> [Instructions for the task]
Answer these questions about the patch discussion below.
(a) What did Sergey add to the "fadd" instruction to fix the reordering issue in a proof-of-concept way?
(b) What new SDAG node type does Hal name as an example?
(c) What laboratory appears in Hal Finkel's signature?

____ Selected excerpt

[PATCH] Flag to enable IEEE-754 friendly FP optimizations

Thu Aug 27 19:47:17 PDT 2015

----- Original Message -----
> From: "Sergey Dmitrouk" <sdmitrouk at accesssoftek.com>
> To: "Hal Finkel" <hfinkel at anl.gov>
> Cc: "Owen Anderson" <owen at apple.com>, "llvm-commits" <llvm-commits at lists.llvm.org>
> Sent: Thursday, August 20, 2015 10:54:27 AM
> Subject: Re: [PATCH] Flag to enable IEEE-754 friendly FP optimizations
> 
> Hi again,
> 
> On Mon, Aug 17, 2015 at 08:19:58PM +0300, Sergey Dmitrouk wrote:
> > Sorry, didn't have enough time to complete this before vacation.
> >  The reason
> > it required more time is that unfortunate instruction reordering
> > when
> > floating-point operation is moved below function invocation.  You
> > mentioned
> > it in the winter, but I couldn't reproduce the issue no matter how
> > hard I tried
> > and thought that it can't happen.  After rebase three weeks ago it
> > occurred for the first time allowing me to make a test for it, but
> > defining
> > operation to read/write from memory didn't fix the issue.  I left
> > it on
> > trying to find more checks that should block undesired reordering
> > during
> > instruction selection, will get back to it.
> 
> I managed to fix reordering issue in a proof-of-concept way by adding
> chain
> to "fadd" instruction.  As you might imagine, this has quite big
> impact on
> everything else and I even unable to tell how many tests it breaks (a
> lot,
> some are killed, some don't finish).
> 
> I started fixing that and it requires updating every creation of
> nodes for
> FADD, FSUB, etc. and all related permutations (mainly in
> DAGCombiner).  That
> is like hundreds of cases, not that many overall.  Yet it seems like
> a big
> change and I'm wondering whether this is how one should do it?  Is
> there any
> simpler and less intrusive way of guaranteeing relative order of
> instructions
> than adding (effectively optional) chain to floating-point
> instructions?

I think you might as well introduce new SDAG node types, FADD_W_CHAIN, etc. We're essentially not going to optimize them anyway, so I'm not worried about losing existing DAGCombine optimizations. The tricky part is that you need to instruction select these nodes into instructions that have side effects at the MI level, and this probably requires modifying the backends (it needs to have variants of the existing FP instructions marked with side effects). But this is probably unavoidable, and luckily, most of the changes seem largely rote.

 -Hal

> 
> Thanks,
> Sergey
> 

-- 
Hal Finkel
Assistant Computational Scientist
Leadership Computing Facility
Argonne National Laboratory

________
____ Source data

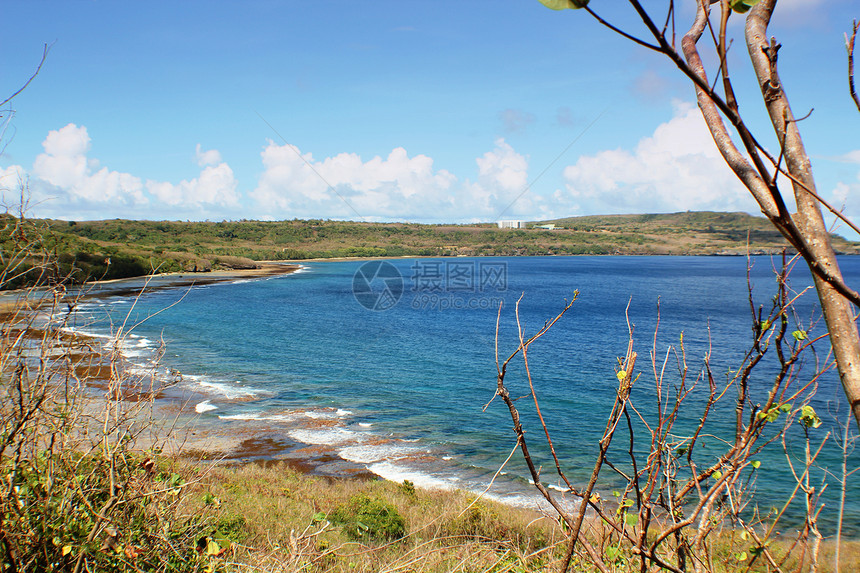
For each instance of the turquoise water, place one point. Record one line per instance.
(402, 391)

________

> [Result of the task]
(a) A chain.
(b) FADD_W_CHAIN.
(c) Argonne National Laboratory.